Copy out all of the data that follows, exactly as it appears.

● ● ● ●

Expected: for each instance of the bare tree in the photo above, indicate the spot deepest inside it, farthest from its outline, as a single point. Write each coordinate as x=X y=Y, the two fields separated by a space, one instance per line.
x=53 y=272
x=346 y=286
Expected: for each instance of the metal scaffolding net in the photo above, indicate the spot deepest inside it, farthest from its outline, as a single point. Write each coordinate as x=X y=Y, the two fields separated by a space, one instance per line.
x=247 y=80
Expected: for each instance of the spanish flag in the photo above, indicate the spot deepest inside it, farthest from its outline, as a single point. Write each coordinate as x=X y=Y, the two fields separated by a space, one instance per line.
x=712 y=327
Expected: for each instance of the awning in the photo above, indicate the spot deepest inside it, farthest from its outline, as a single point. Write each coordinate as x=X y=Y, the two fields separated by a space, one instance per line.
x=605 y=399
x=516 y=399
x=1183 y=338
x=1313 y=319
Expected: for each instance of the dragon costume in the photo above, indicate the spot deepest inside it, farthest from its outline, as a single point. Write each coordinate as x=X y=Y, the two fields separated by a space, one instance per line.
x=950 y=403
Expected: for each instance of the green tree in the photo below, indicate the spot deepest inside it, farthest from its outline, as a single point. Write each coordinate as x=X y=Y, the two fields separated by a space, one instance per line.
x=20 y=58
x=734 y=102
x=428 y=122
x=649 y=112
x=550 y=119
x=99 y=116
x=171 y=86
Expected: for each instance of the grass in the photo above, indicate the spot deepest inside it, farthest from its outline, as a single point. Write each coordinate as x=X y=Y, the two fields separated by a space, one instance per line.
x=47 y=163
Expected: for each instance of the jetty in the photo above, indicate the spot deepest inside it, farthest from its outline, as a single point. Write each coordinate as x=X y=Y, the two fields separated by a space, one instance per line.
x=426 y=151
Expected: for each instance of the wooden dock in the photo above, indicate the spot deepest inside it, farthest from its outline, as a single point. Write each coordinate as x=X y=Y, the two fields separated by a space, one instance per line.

● ● ● ●

▶ PROBLEM SOLUTION:
Expected: for each instance of the bare tree in the photo above, indicate the spot deepest inside it, farthest from its outline, as a single point. Write each coordinate as x=X y=Y, the two fields separated by a space, one instance per line.
x=53 y=272
x=346 y=286
Expected: for each instance of the metal scaffolding net in the photo above, indicate the spot deepest inside it, farthest from its outline, as a single point. Write each coordinate as x=X y=Y, the two fields separated by a space, one instance per line.
x=247 y=80
Expected: for each instance of the spanish flag in the photo above, indicate the spot deepest inside it, farthest from its outline, as a single point. Write each coordinate as x=X y=Y, the two fields separated by a space, one instance per line.
x=712 y=327
Expected: for each instance of the awning in the photo above, indicate the spot deepest inside it, farthest from its outline, as a single point. Write each coordinate as x=X y=Y, the two fields separated by a space, one instance per line.
x=605 y=399
x=516 y=399
x=1183 y=338
x=1313 y=319
Expected: for each instance of the dragon costume in the photo above, indicate the spot deepest inside it, farthest from its outline, as a single point. Write each coordinate as x=X y=Y, the two fields separated by a space, one instance per line.
x=950 y=403
Expected: for each instance of the green tree in the photo below, indicate the spot deepest inside it, farthest from its outline, as a single point. Write each coordinate as x=X y=Y, the two fields separated by a space, one instance per line.
x=20 y=58
x=734 y=102
x=428 y=122
x=649 y=112
x=550 y=119
x=99 y=116
x=171 y=86
Expected: for each instance of the grass in the photo above, indicate the spot deepest inside it, farthest from its outline, as a single point. Write each coordinate as x=X y=Y, the two fields separated by a space, one instance per line.
x=47 y=163
Expected: for each instance of the jetty in the photo above, indicate the spot deepest inside it, farthest from its outline, as a single point. Write each coordinate as x=X y=Y, the two fields separated by a space, one instance per line.
x=426 y=151
Expected: for each instance of the wooden dock in the photo above, indicate the spot deepest inside it, farthest from its outline, as a single point. Write each coordinate as x=X y=Y, the two fields separated by a space, one instance per line.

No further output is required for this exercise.